__Written request__:
Reproduce word for word the part of the material below that opens with the line containing "the backpack with a single marker." and closes with the line containing "van with a single marker.", keeping both of those lines.
## BEGIN Records
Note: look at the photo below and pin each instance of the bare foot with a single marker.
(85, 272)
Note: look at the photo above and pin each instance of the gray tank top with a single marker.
## END Records
## BEGIN Records
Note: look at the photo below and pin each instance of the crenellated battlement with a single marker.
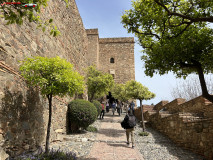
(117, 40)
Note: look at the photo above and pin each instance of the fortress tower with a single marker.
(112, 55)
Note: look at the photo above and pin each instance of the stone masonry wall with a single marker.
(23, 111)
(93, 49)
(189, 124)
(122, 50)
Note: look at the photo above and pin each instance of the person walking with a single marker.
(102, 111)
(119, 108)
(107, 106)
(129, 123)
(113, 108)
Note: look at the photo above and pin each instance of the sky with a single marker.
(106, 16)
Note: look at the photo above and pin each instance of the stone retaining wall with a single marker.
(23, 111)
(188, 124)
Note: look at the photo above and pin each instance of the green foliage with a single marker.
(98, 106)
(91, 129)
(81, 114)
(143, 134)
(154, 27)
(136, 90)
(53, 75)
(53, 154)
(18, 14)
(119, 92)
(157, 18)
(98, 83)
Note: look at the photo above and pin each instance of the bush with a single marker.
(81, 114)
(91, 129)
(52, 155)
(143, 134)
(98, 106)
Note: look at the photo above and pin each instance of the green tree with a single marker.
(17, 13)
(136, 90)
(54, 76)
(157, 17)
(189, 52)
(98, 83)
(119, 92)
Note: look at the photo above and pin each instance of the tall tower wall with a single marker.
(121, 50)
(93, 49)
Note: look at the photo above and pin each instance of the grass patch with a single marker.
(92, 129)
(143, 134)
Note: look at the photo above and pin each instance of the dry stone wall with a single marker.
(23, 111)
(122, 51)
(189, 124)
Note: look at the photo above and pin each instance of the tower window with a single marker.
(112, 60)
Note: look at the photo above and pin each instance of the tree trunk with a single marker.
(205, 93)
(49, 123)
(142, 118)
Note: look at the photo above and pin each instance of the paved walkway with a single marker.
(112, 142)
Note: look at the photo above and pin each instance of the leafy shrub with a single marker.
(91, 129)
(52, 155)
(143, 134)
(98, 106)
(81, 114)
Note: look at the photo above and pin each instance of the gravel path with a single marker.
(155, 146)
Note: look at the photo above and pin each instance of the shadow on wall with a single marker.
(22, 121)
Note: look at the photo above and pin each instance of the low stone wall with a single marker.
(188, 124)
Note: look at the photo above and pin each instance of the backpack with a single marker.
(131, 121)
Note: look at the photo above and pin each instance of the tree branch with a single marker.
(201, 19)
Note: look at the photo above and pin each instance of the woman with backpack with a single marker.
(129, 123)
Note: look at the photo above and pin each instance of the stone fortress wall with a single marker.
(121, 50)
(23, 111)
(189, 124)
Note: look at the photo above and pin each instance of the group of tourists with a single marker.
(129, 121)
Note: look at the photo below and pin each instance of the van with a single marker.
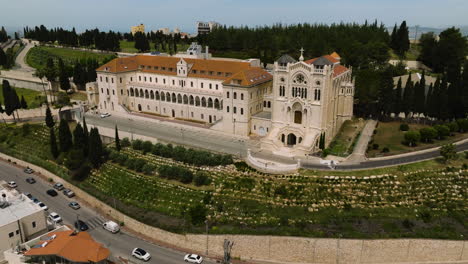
## END Records
## BEGIN Records
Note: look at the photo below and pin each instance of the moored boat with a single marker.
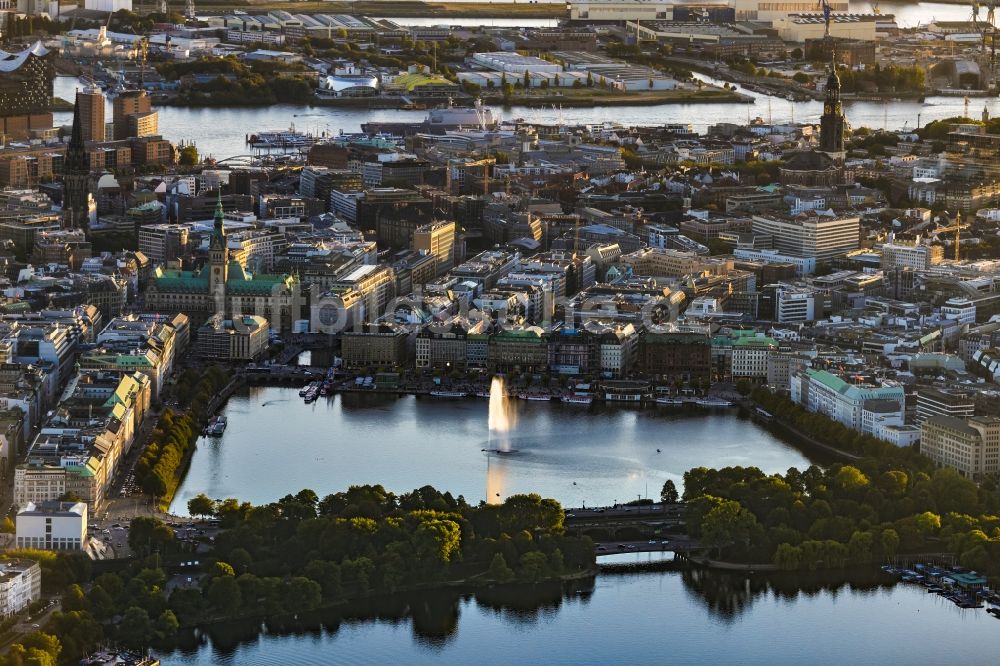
## END Records
__The answer__:
Note: look at the photo above and pin each instance of the backpack with a single marker.
(131, 121)
Note: look at the photo above and pin each instance of the tree branch with a single marker.
(201, 19)
Note: look at the photo above and pin each instance of the woman with backpack with a single marker.
(129, 123)
Note: look at the photo above and pin each instance of the stone fortress wall with a single marker.
(121, 50)
(23, 111)
(189, 124)
Note: look at the photo above and pin each instance of the group of tourists with a single marker.
(129, 121)
Note: look at the photo below and pin each instance of the van with a single marker.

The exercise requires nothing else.